# SUPPLIED PASSAGE

_ _ _ _

Rebecca Fondell
About Rebecca Fondell
Rebecca Fondell is Senior Vice President and Chief Accounting Officer (CAO) at Driven Brands (DRVN), appointed effective May 9, 2025; she is 41, a licensed CPA, with a B.S. in Accountancy (LaGrange College) and Master of Accountancy (Auburn University) . Company performance metrics that underpin executive pay include Adjusted EBITDA, relative TSR, Revenue, and Same-Store Sales; in FY2024 Driven Brands reported Adjusted EBITDA of $552.7m (vs. $516.9m in FY2023) and a cumulative TSR value-of-$100 of $61 since the IPO reference date, illustrating mixed shareholder value trends that drive incentive outcomes . Her appointment is reflected in the company’s Q3 2025 10-Q signatory page as Senior Vice President, Chief Accounting Officer .
Past Roles
| Organization | Role | Years | Strategic Impact |
|---|---|---|---|
| Papa John’s International, Inc. | Global Corporate Controller | May 2022 – Apr 2025 | Led global accounting, public company close and controls, supporting operational turnaround/investments |
| Reliance Worldwide Corporation | VP of Accounting, Controller | Oct 2019 – May 2022 | Scaled controllership for plumbing products manufacturer through growth and systems change |
| Ernst & Young; Georgia-Pacific LLC; Coca-Cola Enterprises; Coca-Cola European Partners | Various accounting/finance roles | Early career – 2019 | Progressively senior accounting and corporate finance responsibilities across consumer/industrial platforms |
Fixed Compensation
| Component | Terms |
|---|---|
| Base Salary | $400,000 per annum (effective Apr 21, 2025) |
| Target Annual Bonus | 50% of base salary (CAO KPIs) |
| 2025 Bonus Guarantee | For FY2025, bonus equals at least 100% of target (pro‑rated for months worked; payable only if employed on payment date) |
| Sign‑on Cash Bonus | $150,000; repayable if she resigns or gives notice within 12 months of payment |
| Annual LTI Target | RSUs and PSUs under 2021 Omnibus Plan with target value equal to 75% of base salary (subject to Committee approval) |
| Sign‑on Equity | One‑time RSU grant with target value of $400,000, vesting over three years |
Performance Compensation
Annual Bonus Plan (Company design and 2024 metrics)

_ _ _ _

# DATA EXTRACT
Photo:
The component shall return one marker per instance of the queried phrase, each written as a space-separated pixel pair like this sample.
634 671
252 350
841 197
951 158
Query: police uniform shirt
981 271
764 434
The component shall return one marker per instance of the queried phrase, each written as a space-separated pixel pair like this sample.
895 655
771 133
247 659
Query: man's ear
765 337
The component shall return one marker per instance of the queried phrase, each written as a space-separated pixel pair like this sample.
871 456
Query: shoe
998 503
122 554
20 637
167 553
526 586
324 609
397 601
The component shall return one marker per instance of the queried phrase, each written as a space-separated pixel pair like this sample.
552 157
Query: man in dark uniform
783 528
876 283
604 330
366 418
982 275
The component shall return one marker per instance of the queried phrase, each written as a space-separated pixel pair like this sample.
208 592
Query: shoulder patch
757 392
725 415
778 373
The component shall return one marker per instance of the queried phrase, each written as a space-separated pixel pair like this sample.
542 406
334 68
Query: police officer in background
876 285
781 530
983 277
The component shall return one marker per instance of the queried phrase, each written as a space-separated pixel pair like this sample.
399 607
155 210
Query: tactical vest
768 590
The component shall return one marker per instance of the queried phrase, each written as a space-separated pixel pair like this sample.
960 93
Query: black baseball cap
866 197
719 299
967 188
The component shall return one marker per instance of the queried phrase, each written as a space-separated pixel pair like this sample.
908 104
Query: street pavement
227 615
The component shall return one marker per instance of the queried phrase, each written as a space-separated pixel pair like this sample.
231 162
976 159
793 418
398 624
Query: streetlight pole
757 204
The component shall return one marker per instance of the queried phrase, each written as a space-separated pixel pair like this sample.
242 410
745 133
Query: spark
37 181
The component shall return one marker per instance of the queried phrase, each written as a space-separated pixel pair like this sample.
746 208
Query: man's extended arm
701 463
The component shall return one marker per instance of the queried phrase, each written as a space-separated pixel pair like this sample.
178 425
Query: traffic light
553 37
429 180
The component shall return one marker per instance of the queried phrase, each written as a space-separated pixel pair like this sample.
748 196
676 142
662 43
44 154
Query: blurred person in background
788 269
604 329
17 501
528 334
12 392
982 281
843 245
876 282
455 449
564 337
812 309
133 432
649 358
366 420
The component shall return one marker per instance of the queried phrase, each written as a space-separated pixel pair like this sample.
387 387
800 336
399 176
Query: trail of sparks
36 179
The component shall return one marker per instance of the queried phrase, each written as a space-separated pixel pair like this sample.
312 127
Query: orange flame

_ _ _ _

# STATED EXERCISE
In the Rebecca Fondell profile, what is the target value of her one-time sign-on RSU grant, and over what period does it vest?

# RESULT OF THE TASK
$400,000, vesting over three years.